From the listing below, copy out the lines starting at the one that contains "trace the outline of every instance of the windshield" and ending at the one that contains "276 47 L 277", both included, reproducing them character for character.
------------------------
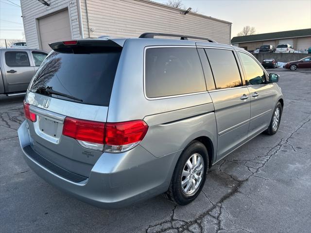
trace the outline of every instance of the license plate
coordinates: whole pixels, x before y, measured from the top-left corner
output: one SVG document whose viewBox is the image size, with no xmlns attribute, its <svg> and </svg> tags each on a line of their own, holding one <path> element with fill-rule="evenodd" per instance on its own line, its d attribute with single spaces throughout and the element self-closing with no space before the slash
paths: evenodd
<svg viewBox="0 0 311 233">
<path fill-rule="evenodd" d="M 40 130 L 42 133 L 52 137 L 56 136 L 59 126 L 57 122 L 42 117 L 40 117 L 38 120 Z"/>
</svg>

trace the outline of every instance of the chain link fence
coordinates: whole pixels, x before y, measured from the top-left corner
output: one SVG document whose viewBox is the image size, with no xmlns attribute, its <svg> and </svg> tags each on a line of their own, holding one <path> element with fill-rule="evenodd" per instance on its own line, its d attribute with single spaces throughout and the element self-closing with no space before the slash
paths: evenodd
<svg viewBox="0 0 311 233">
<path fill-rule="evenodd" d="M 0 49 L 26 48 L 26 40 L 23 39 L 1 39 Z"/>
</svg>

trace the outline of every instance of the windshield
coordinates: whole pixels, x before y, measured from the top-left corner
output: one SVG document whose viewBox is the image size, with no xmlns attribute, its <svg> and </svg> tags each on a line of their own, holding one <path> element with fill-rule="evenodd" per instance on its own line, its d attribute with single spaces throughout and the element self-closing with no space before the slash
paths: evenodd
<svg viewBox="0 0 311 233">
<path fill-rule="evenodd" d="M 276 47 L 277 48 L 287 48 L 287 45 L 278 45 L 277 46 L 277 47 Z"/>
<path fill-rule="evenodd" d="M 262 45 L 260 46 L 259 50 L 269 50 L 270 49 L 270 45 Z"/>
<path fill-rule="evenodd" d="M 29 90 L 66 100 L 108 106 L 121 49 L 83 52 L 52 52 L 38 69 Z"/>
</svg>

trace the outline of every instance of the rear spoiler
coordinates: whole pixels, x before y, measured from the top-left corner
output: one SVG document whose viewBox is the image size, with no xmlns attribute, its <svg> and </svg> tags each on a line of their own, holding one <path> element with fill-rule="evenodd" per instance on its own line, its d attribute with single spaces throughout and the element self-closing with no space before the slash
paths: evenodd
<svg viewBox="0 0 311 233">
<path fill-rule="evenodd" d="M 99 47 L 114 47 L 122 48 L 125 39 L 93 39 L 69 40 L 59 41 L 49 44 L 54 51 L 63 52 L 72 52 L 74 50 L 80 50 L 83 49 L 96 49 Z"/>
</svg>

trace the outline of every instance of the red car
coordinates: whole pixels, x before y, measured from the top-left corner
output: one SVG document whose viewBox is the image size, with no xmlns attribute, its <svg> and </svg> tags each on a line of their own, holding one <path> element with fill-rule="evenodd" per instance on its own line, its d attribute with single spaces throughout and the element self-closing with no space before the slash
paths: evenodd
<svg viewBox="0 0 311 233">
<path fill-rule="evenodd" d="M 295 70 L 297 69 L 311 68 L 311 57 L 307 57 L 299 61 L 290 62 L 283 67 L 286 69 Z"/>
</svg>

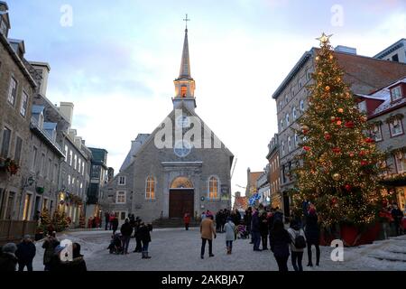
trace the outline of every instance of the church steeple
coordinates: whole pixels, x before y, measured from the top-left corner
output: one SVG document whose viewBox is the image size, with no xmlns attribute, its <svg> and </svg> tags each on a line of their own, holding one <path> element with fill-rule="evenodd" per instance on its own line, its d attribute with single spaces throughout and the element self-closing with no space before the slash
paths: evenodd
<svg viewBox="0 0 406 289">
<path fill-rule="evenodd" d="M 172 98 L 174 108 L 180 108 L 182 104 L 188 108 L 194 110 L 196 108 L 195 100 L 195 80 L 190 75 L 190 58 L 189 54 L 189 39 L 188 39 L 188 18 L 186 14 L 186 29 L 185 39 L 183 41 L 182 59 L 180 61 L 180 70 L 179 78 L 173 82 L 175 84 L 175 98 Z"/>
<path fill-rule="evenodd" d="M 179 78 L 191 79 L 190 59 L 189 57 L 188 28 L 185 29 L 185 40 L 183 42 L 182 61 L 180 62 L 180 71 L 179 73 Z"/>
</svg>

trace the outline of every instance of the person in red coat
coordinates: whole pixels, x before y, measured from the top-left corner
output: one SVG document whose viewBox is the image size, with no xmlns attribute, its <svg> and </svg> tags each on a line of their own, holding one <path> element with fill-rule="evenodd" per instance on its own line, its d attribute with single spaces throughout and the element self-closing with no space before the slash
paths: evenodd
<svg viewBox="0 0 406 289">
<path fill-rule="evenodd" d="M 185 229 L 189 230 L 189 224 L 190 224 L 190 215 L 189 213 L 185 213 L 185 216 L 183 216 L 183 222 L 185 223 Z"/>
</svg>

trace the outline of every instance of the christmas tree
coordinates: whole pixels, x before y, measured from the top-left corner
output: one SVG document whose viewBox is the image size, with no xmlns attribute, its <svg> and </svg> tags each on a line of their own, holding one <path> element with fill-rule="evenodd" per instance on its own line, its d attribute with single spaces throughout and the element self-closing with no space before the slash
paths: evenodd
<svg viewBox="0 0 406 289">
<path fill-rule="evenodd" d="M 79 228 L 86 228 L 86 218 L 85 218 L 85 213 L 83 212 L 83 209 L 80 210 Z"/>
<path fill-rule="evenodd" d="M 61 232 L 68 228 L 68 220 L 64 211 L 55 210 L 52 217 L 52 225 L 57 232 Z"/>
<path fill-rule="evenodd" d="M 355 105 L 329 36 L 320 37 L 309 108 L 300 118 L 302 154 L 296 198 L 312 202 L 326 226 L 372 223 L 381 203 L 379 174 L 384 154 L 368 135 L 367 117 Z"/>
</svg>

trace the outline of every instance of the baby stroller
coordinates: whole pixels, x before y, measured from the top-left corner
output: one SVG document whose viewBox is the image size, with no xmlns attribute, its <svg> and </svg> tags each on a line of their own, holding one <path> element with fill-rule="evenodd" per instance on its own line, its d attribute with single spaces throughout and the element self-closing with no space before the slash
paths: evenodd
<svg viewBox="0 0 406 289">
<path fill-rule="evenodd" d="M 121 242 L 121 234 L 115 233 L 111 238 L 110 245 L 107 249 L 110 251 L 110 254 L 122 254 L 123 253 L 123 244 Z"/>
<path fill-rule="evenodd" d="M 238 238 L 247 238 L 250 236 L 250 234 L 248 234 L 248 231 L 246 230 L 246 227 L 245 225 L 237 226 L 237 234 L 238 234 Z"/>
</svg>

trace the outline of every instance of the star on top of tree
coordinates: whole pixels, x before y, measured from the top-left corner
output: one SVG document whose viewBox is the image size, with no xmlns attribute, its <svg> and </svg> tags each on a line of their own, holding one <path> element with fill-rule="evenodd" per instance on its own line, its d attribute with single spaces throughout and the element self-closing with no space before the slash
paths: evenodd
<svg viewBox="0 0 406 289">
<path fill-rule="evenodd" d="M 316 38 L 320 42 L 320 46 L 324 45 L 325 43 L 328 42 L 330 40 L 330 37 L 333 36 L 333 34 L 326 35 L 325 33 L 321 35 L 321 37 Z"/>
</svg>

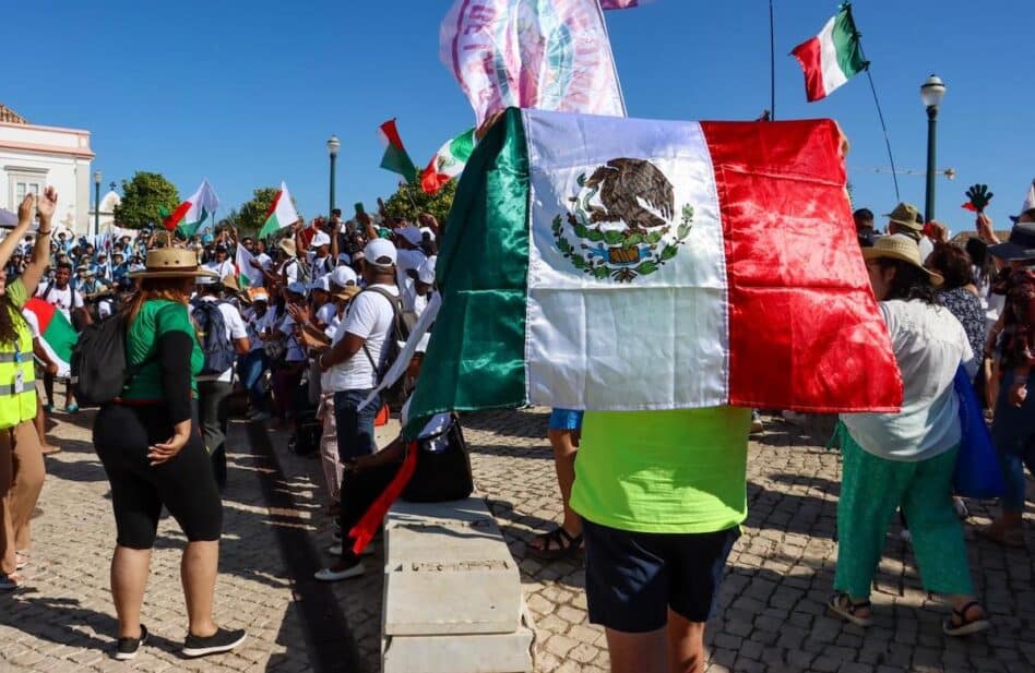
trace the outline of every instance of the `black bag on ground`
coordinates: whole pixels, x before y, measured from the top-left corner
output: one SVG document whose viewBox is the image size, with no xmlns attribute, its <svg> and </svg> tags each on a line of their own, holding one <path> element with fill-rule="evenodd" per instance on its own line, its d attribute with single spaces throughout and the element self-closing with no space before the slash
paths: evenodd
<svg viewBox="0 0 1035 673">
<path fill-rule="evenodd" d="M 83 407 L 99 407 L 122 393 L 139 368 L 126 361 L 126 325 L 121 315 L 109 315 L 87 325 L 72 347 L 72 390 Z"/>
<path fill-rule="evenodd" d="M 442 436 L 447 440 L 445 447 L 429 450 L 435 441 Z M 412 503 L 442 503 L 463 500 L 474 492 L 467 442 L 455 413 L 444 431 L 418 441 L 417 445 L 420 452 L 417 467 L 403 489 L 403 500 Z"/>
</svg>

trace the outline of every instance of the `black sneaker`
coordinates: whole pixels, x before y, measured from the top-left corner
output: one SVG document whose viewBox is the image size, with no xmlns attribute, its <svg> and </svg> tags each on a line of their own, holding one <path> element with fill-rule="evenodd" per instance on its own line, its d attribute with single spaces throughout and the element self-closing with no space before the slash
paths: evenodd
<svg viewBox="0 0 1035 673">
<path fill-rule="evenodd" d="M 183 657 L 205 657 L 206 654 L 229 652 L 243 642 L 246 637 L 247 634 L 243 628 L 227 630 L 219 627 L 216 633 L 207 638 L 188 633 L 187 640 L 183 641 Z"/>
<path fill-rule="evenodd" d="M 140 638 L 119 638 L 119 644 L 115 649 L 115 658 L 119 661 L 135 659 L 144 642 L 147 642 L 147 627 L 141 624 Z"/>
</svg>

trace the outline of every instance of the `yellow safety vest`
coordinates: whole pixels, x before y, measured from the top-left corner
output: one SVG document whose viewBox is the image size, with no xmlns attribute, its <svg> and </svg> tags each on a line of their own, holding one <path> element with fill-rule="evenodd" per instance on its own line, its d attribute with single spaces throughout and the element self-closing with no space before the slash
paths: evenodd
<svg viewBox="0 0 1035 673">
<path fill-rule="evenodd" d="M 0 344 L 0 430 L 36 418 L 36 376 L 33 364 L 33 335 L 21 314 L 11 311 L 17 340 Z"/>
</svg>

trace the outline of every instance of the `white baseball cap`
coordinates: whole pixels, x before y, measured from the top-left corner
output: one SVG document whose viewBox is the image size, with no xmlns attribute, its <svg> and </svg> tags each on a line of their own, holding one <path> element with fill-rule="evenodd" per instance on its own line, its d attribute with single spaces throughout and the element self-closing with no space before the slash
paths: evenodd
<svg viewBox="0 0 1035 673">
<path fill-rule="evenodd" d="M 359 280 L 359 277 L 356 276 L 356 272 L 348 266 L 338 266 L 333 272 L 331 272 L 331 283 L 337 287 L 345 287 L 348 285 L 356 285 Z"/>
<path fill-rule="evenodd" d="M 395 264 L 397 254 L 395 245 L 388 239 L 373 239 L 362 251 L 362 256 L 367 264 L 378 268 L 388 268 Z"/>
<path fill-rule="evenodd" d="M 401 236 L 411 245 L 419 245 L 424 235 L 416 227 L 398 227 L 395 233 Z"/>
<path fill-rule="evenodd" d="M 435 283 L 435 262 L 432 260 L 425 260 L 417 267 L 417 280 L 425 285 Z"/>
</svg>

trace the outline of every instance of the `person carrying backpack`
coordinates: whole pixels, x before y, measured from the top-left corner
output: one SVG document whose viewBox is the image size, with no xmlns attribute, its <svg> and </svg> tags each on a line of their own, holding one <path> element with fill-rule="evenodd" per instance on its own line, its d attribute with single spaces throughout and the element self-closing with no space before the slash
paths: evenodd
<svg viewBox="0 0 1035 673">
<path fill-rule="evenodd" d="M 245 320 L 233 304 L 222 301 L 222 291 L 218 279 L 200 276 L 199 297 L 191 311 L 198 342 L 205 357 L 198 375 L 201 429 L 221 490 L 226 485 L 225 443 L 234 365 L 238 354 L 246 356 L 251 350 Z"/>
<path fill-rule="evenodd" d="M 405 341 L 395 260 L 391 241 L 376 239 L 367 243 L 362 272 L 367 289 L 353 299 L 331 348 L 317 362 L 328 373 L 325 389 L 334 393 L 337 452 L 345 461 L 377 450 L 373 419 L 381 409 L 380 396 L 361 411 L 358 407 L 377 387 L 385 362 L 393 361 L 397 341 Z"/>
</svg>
------------------------
RESPONSE TO THIS TASK:
trace the outline of every instance of the windshield
coordinates: whole pixels, x before y, measured from the top-left corner
output: one SVG document whose viewBox is the image size, with no xmlns attribute, its <svg> and </svg> tags each on a line of their own, holding one <path> element with fill-rule="evenodd" per instance on its own line, its d attribute with single spaces throughout and the element self-closing with no space before the slash
paths: evenodd
<svg viewBox="0 0 311 233">
<path fill-rule="evenodd" d="M 276 47 L 277 48 L 287 48 L 287 45 L 278 45 L 277 46 L 277 47 Z"/>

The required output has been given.